Problem description » Rewrite the data from the line containing "Identify the gray hair" through the end of the data, substituting "mark" for "annotate" and leaving everything else unchanged.

Records to use »
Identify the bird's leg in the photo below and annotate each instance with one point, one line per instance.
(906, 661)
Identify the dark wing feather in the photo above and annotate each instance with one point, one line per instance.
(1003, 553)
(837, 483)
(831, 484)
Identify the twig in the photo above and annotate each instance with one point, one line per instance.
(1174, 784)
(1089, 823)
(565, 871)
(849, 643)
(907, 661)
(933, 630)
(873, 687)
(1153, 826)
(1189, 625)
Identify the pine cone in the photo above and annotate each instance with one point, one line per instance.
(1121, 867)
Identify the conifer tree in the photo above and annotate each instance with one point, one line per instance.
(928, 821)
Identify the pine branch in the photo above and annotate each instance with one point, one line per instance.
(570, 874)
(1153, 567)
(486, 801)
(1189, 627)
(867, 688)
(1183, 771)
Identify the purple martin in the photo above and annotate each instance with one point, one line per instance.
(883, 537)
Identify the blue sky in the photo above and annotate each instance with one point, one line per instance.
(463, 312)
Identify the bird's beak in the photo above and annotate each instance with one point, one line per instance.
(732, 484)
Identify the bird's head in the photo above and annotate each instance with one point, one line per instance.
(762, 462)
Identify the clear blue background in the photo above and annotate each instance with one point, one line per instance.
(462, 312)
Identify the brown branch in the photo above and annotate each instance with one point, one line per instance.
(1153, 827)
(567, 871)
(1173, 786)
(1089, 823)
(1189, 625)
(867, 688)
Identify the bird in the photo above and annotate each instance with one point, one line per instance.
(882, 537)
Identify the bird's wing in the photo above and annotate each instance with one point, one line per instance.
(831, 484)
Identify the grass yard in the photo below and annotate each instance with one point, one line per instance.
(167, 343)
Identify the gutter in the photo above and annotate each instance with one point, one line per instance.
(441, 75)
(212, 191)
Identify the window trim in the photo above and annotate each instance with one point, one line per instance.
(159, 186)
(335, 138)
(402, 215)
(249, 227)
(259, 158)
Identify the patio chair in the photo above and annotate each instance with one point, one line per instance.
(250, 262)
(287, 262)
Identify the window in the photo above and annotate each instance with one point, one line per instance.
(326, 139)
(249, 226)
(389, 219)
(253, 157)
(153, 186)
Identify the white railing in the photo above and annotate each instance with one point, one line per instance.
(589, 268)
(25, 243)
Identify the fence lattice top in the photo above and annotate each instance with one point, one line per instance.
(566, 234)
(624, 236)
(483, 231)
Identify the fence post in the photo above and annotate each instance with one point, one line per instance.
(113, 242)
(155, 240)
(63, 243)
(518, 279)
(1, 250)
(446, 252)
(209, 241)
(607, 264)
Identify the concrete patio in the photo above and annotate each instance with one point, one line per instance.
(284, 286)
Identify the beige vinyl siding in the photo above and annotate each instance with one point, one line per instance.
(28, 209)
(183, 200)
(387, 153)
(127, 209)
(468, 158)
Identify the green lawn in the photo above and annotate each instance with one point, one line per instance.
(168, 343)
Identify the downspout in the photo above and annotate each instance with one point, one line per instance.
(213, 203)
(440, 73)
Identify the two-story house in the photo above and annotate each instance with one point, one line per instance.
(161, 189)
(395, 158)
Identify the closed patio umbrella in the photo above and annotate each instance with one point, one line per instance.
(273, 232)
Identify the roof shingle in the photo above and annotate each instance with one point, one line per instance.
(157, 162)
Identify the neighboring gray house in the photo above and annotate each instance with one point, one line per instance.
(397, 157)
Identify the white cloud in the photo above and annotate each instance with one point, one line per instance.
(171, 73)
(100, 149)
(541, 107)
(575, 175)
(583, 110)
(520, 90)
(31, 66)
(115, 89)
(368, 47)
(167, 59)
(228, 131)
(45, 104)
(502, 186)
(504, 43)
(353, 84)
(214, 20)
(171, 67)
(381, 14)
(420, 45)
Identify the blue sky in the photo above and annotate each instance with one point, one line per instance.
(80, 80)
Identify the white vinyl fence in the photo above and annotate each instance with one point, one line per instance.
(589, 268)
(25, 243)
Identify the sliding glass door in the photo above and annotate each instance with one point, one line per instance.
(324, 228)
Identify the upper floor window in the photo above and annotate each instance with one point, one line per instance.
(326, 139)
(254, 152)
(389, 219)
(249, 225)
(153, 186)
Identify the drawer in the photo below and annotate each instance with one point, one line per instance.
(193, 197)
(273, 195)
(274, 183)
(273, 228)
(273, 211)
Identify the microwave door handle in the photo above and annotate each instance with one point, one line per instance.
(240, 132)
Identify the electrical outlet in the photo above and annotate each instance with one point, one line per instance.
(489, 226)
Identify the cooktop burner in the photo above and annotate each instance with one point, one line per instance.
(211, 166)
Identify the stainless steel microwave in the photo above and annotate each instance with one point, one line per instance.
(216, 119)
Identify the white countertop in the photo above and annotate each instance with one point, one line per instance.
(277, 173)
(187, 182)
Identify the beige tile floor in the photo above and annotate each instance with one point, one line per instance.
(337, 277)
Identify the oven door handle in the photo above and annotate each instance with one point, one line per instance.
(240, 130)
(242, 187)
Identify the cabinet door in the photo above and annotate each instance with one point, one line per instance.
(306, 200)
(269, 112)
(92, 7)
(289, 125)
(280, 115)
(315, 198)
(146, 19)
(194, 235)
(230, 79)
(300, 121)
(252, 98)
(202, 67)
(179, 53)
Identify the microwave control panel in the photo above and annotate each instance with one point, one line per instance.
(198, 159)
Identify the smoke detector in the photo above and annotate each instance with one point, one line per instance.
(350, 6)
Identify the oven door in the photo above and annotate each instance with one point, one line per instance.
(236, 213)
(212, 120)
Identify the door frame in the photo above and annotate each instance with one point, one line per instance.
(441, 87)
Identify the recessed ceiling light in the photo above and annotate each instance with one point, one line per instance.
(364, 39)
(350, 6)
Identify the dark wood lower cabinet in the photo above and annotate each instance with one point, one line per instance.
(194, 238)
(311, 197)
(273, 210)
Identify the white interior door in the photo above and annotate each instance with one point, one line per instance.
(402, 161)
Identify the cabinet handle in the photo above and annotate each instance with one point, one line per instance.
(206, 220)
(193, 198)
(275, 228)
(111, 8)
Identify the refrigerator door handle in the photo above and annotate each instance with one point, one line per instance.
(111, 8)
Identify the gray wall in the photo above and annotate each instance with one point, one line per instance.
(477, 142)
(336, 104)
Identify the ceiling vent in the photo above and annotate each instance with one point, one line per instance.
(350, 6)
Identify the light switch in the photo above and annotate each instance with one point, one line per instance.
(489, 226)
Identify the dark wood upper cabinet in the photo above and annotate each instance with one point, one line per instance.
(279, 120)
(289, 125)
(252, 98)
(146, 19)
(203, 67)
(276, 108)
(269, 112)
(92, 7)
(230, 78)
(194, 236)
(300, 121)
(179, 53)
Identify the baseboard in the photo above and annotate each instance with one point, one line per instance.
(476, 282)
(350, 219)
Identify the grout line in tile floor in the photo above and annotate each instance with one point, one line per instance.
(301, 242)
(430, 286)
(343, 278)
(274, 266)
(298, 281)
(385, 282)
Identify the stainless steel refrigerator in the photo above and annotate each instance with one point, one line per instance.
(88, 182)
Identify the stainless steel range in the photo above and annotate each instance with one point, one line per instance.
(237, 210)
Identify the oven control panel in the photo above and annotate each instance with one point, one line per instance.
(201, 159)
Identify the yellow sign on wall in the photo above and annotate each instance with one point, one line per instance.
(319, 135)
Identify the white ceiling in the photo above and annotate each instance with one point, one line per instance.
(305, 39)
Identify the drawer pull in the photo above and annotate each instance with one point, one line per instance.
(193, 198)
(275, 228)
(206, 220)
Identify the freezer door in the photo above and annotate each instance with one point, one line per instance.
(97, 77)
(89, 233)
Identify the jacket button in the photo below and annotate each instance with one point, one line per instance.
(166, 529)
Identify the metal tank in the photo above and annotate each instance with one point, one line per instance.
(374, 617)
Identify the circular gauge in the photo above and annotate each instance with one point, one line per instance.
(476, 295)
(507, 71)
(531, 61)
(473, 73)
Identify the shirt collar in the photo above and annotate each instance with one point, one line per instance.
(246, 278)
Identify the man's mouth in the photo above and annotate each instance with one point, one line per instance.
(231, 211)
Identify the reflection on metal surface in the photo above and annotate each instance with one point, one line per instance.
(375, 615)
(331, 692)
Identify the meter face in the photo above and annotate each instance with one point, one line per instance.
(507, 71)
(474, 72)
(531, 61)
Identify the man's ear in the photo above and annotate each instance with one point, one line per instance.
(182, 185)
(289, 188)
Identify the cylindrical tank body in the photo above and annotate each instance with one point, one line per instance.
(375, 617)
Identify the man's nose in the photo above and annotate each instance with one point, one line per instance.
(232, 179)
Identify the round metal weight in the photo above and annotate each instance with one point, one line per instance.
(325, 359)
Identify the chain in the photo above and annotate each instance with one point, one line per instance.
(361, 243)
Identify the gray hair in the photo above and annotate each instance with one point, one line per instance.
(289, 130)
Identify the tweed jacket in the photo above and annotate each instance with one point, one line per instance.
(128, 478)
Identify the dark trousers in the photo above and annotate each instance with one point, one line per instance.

Solved exercise »
Identify the gray hair in the photo above and mark each instance with one point, one line per instance.
(289, 130)
Identify the tweed jacket in the photo above and mark each instance with one point, one line per instance.
(128, 478)
Identify the dark trousers in the photo above and mark each instance with one point, one line per instance.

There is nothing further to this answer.